▸ **EXCERPT PROVIDED**
The two spacecraft were intended to develop techniques and technologies that would be useful to future Earth-observing satellites, including hyperspectral imaging and the ability to selectively ‘edit’ out undesirable images obscured by cloud cover to conserve data.

NASA has long known that Clark was in trouble. The project was announced in June 1994 and was due to launch in March 1996, but difficulties with some of the spacecraft's subsystems and delays associated with a new rocket built by Lockheed Martin Aerospace pushed the date back by more than two years.

While Clark was being developed, the company originally contracted to build it, CTA Inc. of Rockville, Maryland, was purchased by Orbital Sciences Corp. of Dulles, Virginia, which also makes the Pegasus rocket. NASA had hoped that Orbital would solve Clark's management woes, but the cost overruns and technical problems continued.

After a review team at NASA's Goddard Space Flight Center recommended cancellation earlier this year, agency administrator Daniel Goldin acted on repeated threats to terminate any agency development project that runs more than 15 per cent over budget.

The space agency spent about $55 million on Clark, but not all of that is lost. NASA will retain launch-vehicle services from Lockheed Martin, and some of the satellite subsystems can be used on future projects. Developers of the software algorithms for cloud editing expect to use the technique in other missions.

A report on the failure of the $71 million Lewis satellite is due from NASA this month. A panel chaired by Christine Anderson, director for space vehicles at the Air Force Research Laboratory in Albuquerque, New Mexico, investigated the incident and has already presented its findings to NASA.

TRW Inc., which built and operated Lewis, has completed an internal investigation, but is not commenting publicly on the reasons for the failure. NASA sources have said that deficiencies in tracking and monitoring the satellite's progress after launch were partly to blame. Lewis might have been saved, they say, if spacecraft operators been present in the control room during the period of several hours when the spacecraft first began to spin out of control.

▸ **DIRECTIVE 1**
Quote the passage in the NASA satellite article starting with "NASA has long" and going on through "technical problems continued.".
The records are separate material that has nothing to do with the article.

▸ **Excerpts from a location annotation dataset**
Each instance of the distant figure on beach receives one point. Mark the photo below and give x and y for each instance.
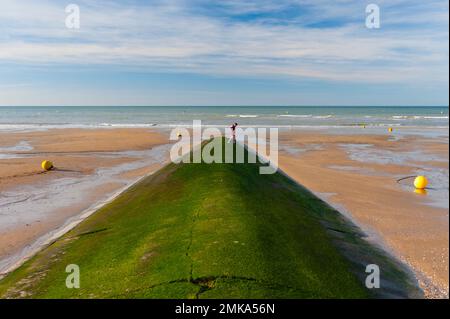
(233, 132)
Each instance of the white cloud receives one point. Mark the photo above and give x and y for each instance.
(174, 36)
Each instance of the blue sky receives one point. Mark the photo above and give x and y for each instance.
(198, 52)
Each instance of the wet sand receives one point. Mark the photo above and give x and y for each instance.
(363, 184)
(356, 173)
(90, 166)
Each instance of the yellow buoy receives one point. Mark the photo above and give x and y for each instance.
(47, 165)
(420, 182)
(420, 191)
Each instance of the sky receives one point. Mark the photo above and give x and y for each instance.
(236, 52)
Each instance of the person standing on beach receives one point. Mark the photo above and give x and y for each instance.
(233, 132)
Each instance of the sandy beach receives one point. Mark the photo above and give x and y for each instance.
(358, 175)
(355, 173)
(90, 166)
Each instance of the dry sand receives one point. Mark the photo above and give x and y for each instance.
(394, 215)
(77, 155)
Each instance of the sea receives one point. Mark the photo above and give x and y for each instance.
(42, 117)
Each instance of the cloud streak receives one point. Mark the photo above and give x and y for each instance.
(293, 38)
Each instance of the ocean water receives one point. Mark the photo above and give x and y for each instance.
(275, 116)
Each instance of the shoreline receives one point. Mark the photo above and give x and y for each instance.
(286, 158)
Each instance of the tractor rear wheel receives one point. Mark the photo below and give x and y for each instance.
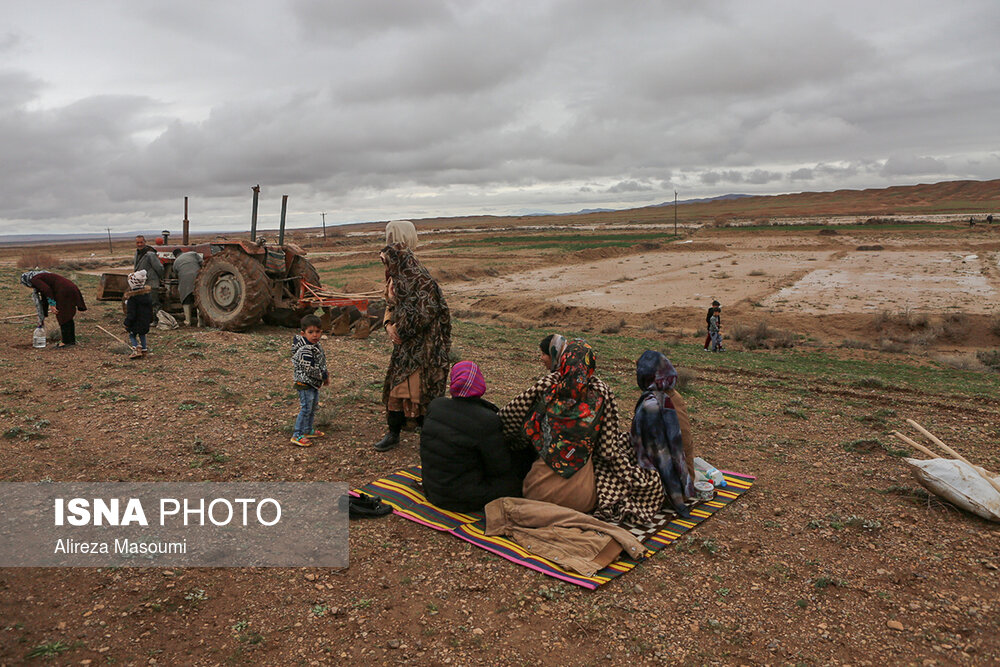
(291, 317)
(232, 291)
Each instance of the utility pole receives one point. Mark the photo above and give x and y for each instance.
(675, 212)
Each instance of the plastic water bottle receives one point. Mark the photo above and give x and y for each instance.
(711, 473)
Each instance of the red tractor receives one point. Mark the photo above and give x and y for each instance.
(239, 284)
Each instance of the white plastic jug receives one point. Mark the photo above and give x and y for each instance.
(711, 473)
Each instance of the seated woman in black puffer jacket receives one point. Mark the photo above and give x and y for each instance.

* * *

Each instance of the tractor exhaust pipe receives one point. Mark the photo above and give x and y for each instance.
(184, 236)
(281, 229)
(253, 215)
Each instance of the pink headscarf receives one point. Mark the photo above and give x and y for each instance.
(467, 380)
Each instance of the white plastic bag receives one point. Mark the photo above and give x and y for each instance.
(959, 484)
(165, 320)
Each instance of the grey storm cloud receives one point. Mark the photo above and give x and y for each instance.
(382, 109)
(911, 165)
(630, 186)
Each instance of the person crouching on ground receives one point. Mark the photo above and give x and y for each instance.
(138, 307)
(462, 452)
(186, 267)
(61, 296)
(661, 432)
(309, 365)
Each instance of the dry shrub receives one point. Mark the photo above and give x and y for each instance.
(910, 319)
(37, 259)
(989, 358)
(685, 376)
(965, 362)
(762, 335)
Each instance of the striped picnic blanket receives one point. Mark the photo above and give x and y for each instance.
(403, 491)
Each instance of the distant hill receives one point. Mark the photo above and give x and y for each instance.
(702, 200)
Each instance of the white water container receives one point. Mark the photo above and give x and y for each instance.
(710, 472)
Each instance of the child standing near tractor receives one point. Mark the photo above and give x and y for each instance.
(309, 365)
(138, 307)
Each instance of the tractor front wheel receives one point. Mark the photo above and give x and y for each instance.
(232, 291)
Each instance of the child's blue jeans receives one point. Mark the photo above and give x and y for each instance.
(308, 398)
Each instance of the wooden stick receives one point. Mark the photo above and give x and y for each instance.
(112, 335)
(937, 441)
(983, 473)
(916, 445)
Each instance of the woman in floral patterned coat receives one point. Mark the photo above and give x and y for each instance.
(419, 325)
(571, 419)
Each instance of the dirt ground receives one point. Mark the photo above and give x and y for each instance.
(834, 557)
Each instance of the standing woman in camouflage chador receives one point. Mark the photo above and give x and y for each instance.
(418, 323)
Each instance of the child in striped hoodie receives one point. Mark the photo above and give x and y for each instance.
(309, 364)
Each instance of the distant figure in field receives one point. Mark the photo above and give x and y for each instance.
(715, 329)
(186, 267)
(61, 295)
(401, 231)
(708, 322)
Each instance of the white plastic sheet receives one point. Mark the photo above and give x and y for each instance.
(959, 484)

▸ **DIRECTIVE 2**
Update the records starting with the line with "Each instance of the plastic" and going on through the line with "Each instance of the seated", putting "glass" in place of "plastic" and leaving everything else unchanged. Give back only those lines.

▸ **EXERCISE ANSWER 1**
NASA has long known that Clark was in trouble. The project was announced in June 1994 and was due to launch in March 1996, but difficulties with some of the spacecraft's subsystems and delays associated with a new rocket built by Lockheed Martin Aerospace pushed the date back by more than two years.

While Clark was being developed, the company originally contracted to build it, CTA Inc. of Rockville, Maryland, was purchased by Orbital Sciences Corp. of Dulles, Virginia, which also makes the Pegasus rocket. NASA had hoped that Orbital would solve Clark's management woes, but the cost overruns and technical problems continued.

▸ **EXERCISE ANSWER 2**
Each instance of the glass water bottle receives one point. Mark the photo above and give x and y for each instance.
(711, 473)
Each instance of the red tractor receives one point. Mark the photo above and give x and y for each instance.
(239, 284)
Each instance of the white glass jug receives one point. Mark the photo above and give x and y for each instance.
(711, 473)
Each instance of the seated woman in black puffer jacket receives one point. Mark the photo above and give x and y for each instance.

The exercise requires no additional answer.